Chronique

Au-delà de la cassette de la Charte

C’est à reculons que j’ai abordé le film La Charte des distractions. Après des mois de discussions publiques sur la Charte de la laïcité du PQ, n’avons-nous pas atteint un point de saturation ? Tout n’a-t-il pas été dit sur le projet de loi 60 ?

Quand je vois défiler les nouvelles sur le sujet, c’est Louis-Jean Cormier que j’entends. « Toujours la même cassette/Les clichés se répètent/Et la parole s’émiette/Des cordes de langues de bois… »

Malgré mon hésitation du départ, j’ai finalement beaucoup apprécié La Charte des distractions. Car même s’il traite d’un sujet usé à la corde, le film permet justement d’éjecter la cassette usée en élargissant le débat et en donnant la parole à des gens que l’on a peu entendus jusqu’à présent. Des gens d’horizons divers qui posent un regard critique sur le projet de loi 60, réfléchissent sous divers angles à la complexité des enjeux et montrent en quoi la Charte nous distrait de ces enjeux.

# Votre tâche
Pourriez-vous poursuivre la chronique sur le film La Charte des distractions à partir de sa dernière phrase ? Les lignes de données ne jouent aucun rôle dans ce travail.

Données enregistrées:

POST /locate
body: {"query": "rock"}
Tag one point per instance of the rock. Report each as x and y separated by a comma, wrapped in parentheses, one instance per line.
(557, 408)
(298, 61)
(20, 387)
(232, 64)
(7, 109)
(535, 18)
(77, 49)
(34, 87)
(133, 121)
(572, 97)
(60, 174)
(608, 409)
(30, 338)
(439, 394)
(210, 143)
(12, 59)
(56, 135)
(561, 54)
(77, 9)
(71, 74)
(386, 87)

# Résultat obtenu
Un film objectif ? Non, pas du tout. Il ne prétend surtout pas l’être. Le film est une prise de position et non un reportage objectif qui donnerait la parole aux deux camps. Il a été réalisé dans l’urgence par trois médias indépendants (Les Alter Citoyens, GAPPA et 99 %Media). Une campagne de sociofinancement, où seuls les dons individuels étaient acceptés, a permis de recueillir les 2500 $ nécessaires pour mener à terme le projet.

Le but ? Contribuer au débat en faisant contrepoids aux discours officiels. Après la première qui a lieu aujourd’hui, les artisans du film souhaitent que des espaces de discussion soient créés autour d’autres projections publiques.

Ce qui fait la valeur du film, c’est la pertinence des voix qu’on y entend. La voix indignée de Widia Larivière, par exemple, militante féministe autochtone du mouvement Idle No More qui voit dans le projet de Charte un « déni des peuples autochtones ». « On parle de valeurs communes québécoises. Alors que les peuples autochtones, ça fait des millénaires qu’on habite le territoire et on ne nous a jamais demandé notre avis sur la Charte. On ne nous a jamais demandé quelles valeurs étaient importantes pour nous. »

Le film nous fait aussi entendre la voix apaisante et pleine de sagesse de la psychiatre Cécile Rousseau, qui travaille auprès d’enfants immigrants et réfugiés dans des quartiers pluriethniques de Montréal. Il en est des relations intercommunautaires comme des relations de couple, souligne-t-elle avec inquiétude. « C’est fragile. On ne peut pas tabler sur le fait qu’une relation de couple a été bonne pour dire qu’elle durera toujours. »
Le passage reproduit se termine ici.